**Input rows**
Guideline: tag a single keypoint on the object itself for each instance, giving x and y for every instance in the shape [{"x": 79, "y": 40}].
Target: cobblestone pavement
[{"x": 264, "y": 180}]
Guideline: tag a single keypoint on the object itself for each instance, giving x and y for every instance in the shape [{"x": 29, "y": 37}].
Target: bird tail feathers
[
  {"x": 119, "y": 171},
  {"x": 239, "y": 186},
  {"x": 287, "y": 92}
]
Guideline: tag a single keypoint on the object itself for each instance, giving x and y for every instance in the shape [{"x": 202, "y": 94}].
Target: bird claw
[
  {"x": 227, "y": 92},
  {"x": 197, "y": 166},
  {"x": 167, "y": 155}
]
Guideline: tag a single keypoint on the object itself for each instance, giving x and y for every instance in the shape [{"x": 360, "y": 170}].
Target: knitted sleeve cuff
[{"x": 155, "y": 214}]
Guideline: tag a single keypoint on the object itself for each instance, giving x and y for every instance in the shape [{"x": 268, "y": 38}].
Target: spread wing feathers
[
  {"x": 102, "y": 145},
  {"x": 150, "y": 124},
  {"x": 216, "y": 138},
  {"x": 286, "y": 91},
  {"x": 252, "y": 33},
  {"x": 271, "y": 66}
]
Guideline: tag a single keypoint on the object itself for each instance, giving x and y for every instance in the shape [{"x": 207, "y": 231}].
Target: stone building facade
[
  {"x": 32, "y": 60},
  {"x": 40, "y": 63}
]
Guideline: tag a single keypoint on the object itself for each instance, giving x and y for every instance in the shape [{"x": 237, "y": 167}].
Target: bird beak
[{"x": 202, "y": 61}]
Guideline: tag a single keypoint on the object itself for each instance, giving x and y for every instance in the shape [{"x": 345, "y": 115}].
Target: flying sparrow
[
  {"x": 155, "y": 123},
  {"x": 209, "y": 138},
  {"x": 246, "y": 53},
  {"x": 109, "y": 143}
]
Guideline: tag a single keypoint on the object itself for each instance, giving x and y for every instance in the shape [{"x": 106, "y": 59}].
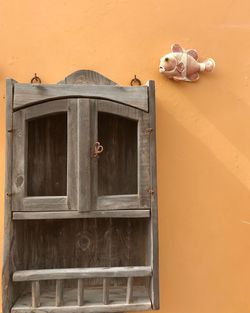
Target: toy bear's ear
[
  {"x": 193, "y": 53},
  {"x": 176, "y": 48}
]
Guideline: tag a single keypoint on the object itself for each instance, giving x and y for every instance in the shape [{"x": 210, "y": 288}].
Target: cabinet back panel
[
  {"x": 117, "y": 164},
  {"x": 47, "y": 244},
  {"x": 47, "y": 156}
]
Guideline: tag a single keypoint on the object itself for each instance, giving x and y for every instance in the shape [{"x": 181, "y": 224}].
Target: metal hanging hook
[
  {"x": 135, "y": 81},
  {"x": 36, "y": 80}
]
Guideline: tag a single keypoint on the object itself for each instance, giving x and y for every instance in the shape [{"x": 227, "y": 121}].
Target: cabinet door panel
[
  {"x": 121, "y": 171},
  {"x": 44, "y": 157}
]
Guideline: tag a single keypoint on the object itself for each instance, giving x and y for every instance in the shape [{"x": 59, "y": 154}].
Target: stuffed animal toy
[{"x": 183, "y": 64}]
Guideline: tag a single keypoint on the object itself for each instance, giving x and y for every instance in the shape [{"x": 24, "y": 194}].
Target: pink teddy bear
[{"x": 182, "y": 64}]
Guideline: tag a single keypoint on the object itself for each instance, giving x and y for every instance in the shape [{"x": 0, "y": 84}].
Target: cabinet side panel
[
  {"x": 7, "y": 269},
  {"x": 154, "y": 208}
]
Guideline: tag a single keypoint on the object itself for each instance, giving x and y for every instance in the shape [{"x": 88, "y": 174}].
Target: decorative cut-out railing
[{"x": 59, "y": 275}]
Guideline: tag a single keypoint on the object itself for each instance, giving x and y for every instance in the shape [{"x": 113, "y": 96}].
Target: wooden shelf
[
  {"x": 75, "y": 273},
  {"x": 93, "y": 301},
  {"x": 76, "y": 214}
]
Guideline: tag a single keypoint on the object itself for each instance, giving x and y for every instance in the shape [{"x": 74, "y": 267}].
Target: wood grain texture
[
  {"x": 74, "y": 273},
  {"x": 59, "y": 292},
  {"x": 80, "y": 292},
  {"x": 55, "y": 203},
  {"x": 47, "y": 155},
  {"x": 84, "y": 247},
  {"x": 79, "y": 215},
  {"x": 141, "y": 170},
  {"x": 129, "y": 295},
  {"x": 19, "y": 156},
  {"x": 79, "y": 243},
  {"x": 117, "y": 164},
  {"x": 84, "y": 157},
  {"x": 93, "y": 303},
  {"x": 87, "y": 77},
  {"x": 154, "y": 207},
  {"x": 72, "y": 156},
  {"x": 118, "y": 202},
  {"x": 8, "y": 293},
  {"x": 37, "y": 173},
  {"x": 105, "y": 291},
  {"x": 35, "y": 285},
  {"x": 28, "y": 95}
]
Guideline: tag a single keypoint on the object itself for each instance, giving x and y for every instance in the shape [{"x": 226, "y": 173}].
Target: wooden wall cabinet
[{"x": 81, "y": 229}]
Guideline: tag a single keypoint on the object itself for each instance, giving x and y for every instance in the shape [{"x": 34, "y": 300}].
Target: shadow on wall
[{"x": 190, "y": 117}]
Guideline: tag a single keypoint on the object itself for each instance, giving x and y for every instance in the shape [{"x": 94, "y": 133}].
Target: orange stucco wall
[{"x": 203, "y": 132}]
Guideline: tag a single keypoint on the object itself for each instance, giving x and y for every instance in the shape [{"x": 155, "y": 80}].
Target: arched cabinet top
[
  {"x": 87, "y": 77},
  {"x": 80, "y": 84}
]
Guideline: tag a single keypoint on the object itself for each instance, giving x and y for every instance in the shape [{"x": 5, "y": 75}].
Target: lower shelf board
[{"x": 93, "y": 301}]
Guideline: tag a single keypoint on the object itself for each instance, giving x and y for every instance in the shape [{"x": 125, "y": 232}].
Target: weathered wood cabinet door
[
  {"x": 44, "y": 157},
  {"x": 119, "y": 166}
]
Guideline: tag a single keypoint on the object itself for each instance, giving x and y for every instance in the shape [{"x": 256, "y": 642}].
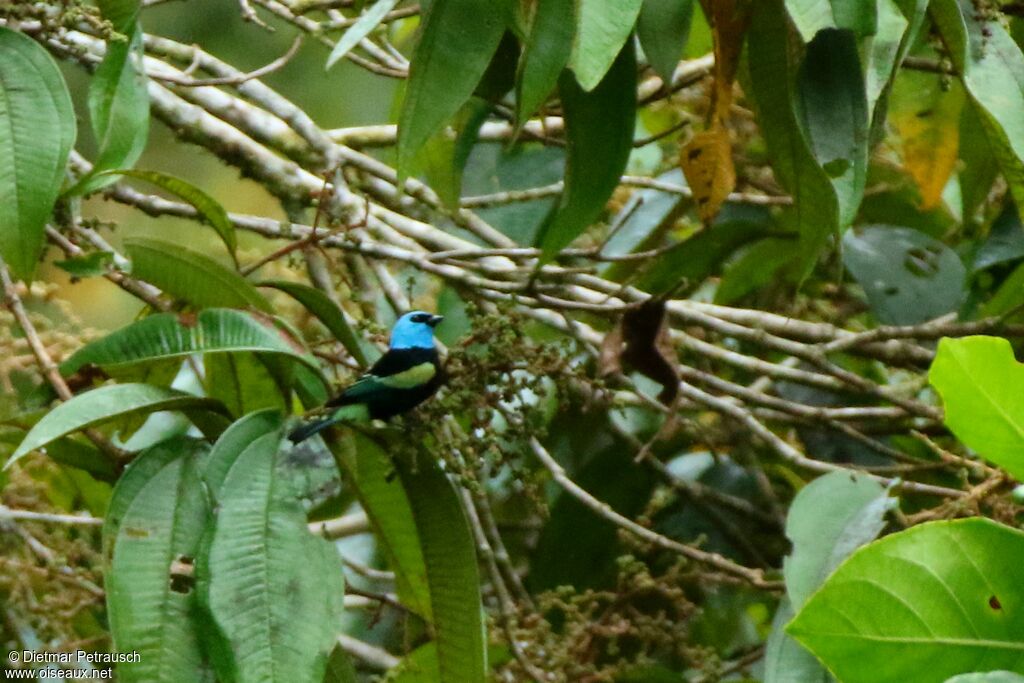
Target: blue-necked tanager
[{"x": 404, "y": 377}]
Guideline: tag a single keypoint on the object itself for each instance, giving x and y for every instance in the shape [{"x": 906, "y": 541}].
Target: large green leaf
[
  {"x": 273, "y": 590},
  {"x": 119, "y": 110},
  {"x": 37, "y": 132},
  {"x": 772, "y": 73},
  {"x": 991, "y": 67},
  {"x": 161, "y": 515},
  {"x": 829, "y": 518},
  {"x": 977, "y": 378},
  {"x": 599, "y": 137},
  {"x": 922, "y": 605},
  {"x": 908, "y": 276},
  {"x": 164, "y": 336},
  {"x": 107, "y": 402},
  {"x": 453, "y": 575},
  {"x": 834, "y": 113},
  {"x": 603, "y": 27},
  {"x": 209, "y": 208},
  {"x": 664, "y": 28},
  {"x": 190, "y": 275},
  {"x": 545, "y": 53},
  {"x": 458, "y": 39}
]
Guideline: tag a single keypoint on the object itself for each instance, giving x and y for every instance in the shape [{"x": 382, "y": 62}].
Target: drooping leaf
[
  {"x": 908, "y": 276},
  {"x": 977, "y": 379},
  {"x": 119, "y": 110},
  {"x": 603, "y": 27},
  {"x": 991, "y": 67},
  {"x": 785, "y": 660},
  {"x": 107, "y": 402},
  {"x": 165, "y": 336},
  {"x": 150, "y": 595},
  {"x": 772, "y": 73},
  {"x": 834, "y": 112},
  {"x": 190, "y": 275},
  {"x": 664, "y": 28},
  {"x": 458, "y": 39},
  {"x": 273, "y": 590},
  {"x": 326, "y": 311},
  {"x": 368, "y": 20},
  {"x": 829, "y": 518},
  {"x": 933, "y": 601},
  {"x": 37, "y": 132},
  {"x": 640, "y": 342},
  {"x": 926, "y": 115},
  {"x": 599, "y": 137},
  {"x": 453, "y": 577},
  {"x": 545, "y": 53},
  {"x": 209, "y": 208}
]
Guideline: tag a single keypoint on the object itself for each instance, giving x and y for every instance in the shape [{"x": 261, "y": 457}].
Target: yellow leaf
[
  {"x": 707, "y": 163},
  {"x": 926, "y": 114}
]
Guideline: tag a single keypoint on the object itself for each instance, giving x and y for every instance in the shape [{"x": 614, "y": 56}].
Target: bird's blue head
[{"x": 415, "y": 330}]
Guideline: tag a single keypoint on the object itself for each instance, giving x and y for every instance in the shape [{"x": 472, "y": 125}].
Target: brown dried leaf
[
  {"x": 707, "y": 163},
  {"x": 640, "y": 342}
]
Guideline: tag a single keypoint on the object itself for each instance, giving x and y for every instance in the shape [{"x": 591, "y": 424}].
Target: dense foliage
[{"x": 731, "y": 293}]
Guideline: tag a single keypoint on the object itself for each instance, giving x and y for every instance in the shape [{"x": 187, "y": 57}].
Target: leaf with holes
[
  {"x": 161, "y": 513},
  {"x": 925, "y": 604}
]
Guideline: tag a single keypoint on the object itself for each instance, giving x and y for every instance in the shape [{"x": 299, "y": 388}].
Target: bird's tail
[{"x": 350, "y": 412}]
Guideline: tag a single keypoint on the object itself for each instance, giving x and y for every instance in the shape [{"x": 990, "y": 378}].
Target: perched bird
[{"x": 404, "y": 377}]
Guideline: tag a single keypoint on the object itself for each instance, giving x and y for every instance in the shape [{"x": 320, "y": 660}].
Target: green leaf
[
  {"x": 834, "y": 112},
  {"x": 458, "y": 40},
  {"x": 369, "y": 471},
  {"x": 785, "y": 660},
  {"x": 988, "y": 677},
  {"x": 603, "y": 27},
  {"x": 273, "y": 590},
  {"x": 664, "y": 28},
  {"x": 161, "y": 513},
  {"x": 119, "y": 110},
  {"x": 925, "y": 604},
  {"x": 908, "y": 276},
  {"x": 772, "y": 71},
  {"x": 453, "y": 575},
  {"x": 991, "y": 68},
  {"x": 829, "y": 518},
  {"x": 190, "y": 275},
  {"x": 209, "y": 208},
  {"x": 164, "y": 336},
  {"x": 37, "y": 132},
  {"x": 755, "y": 268},
  {"x": 812, "y": 16},
  {"x": 105, "y": 403},
  {"x": 977, "y": 378},
  {"x": 545, "y": 53},
  {"x": 327, "y": 311},
  {"x": 232, "y": 441},
  {"x": 369, "y": 20},
  {"x": 599, "y": 138},
  {"x": 90, "y": 265}
]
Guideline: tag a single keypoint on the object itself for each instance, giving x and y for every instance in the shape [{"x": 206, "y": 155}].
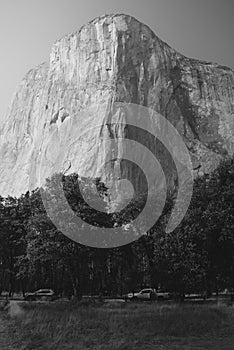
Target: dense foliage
[{"x": 197, "y": 256}]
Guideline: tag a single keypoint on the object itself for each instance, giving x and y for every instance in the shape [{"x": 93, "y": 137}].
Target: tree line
[{"x": 197, "y": 256}]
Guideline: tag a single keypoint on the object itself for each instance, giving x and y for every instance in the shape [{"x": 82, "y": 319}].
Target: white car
[
  {"x": 41, "y": 294},
  {"x": 144, "y": 294}
]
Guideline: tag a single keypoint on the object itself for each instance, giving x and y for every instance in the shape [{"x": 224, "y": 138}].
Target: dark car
[{"x": 41, "y": 294}]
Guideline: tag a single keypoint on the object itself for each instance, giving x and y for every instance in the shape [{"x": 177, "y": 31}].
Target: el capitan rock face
[{"x": 114, "y": 58}]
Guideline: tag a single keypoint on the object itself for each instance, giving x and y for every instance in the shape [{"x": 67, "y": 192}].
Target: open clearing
[{"x": 118, "y": 326}]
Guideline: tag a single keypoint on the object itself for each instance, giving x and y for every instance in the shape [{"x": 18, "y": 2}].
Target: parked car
[
  {"x": 148, "y": 294},
  {"x": 41, "y": 294},
  {"x": 144, "y": 294}
]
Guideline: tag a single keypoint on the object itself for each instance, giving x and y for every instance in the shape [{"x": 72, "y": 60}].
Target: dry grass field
[{"x": 122, "y": 326}]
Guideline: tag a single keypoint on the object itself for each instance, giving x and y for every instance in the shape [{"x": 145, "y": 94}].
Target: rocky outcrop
[{"x": 114, "y": 58}]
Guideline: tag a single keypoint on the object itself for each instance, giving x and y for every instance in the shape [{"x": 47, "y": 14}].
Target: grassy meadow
[{"x": 122, "y": 326}]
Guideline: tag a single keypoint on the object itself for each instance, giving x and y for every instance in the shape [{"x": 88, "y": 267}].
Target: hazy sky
[{"x": 201, "y": 29}]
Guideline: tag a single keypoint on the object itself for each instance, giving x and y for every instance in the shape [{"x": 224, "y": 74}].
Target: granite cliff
[{"x": 114, "y": 58}]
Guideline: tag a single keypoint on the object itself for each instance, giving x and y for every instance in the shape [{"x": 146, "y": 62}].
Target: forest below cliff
[{"x": 197, "y": 256}]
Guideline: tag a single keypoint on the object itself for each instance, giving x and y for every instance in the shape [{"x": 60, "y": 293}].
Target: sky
[{"x": 202, "y": 29}]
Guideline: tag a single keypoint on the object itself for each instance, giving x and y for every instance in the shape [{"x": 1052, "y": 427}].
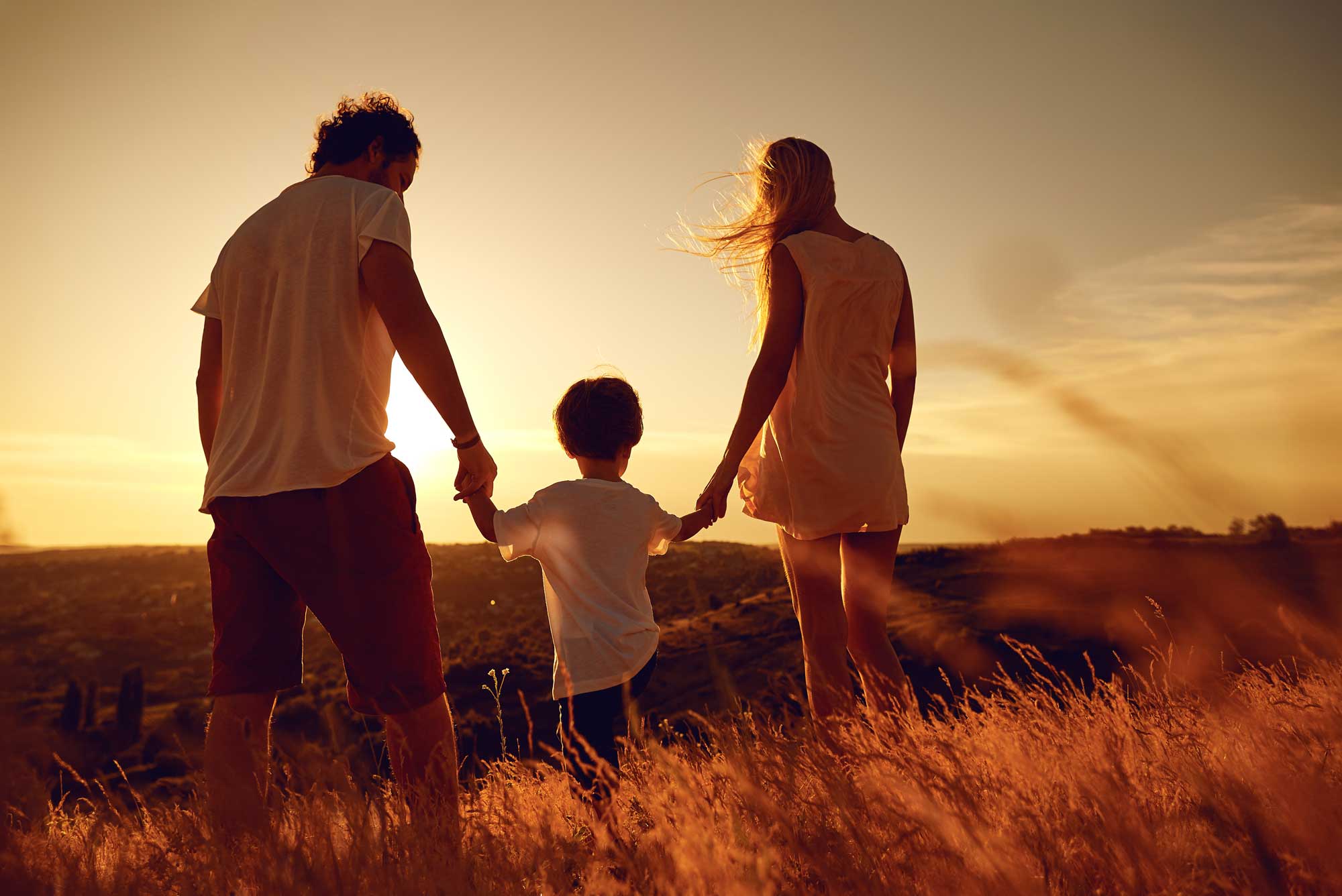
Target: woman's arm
[
  {"x": 482, "y": 512},
  {"x": 770, "y": 375},
  {"x": 904, "y": 364}
]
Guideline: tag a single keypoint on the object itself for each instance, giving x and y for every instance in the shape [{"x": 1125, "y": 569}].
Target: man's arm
[
  {"x": 210, "y": 383},
  {"x": 394, "y": 288},
  {"x": 694, "y": 524},
  {"x": 904, "y": 366},
  {"x": 482, "y": 512}
]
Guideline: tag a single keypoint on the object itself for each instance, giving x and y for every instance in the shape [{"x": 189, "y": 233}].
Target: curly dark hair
[
  {"x": 598, "y": 418},
  {"x": 346, "y": 135}
]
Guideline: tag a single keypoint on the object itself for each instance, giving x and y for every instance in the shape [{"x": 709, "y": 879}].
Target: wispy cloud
[{"x": 1211, "y": 367}]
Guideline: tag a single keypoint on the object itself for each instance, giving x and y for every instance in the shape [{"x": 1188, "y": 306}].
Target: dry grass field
[{"x": 1157, "y": 718}]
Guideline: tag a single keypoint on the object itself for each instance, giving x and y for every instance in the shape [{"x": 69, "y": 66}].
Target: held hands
[
  {"x": 715, "y": 497},
  {"x": 476, "y": 474}
]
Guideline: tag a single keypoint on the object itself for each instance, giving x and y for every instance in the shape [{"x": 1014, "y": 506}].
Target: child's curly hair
[
  {"x": 598, "y": 418},
  {"x": 347, "y": 133}
]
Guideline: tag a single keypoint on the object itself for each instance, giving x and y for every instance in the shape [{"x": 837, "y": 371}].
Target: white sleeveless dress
[{"x": 827, "y": 459}]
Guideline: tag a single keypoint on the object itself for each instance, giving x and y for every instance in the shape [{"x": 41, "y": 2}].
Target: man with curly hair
[{"x": 308, "y": 304}]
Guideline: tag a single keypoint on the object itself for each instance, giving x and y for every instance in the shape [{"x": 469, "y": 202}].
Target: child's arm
[
  {"x": 693, "y": 524},
  {"x": 482, "y": 512}
]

**Task**
Extract every line in the entries above that contains the word "white", and list those lines in their original order.

**Written solution**
Target: white car
Target: white sleeveless dress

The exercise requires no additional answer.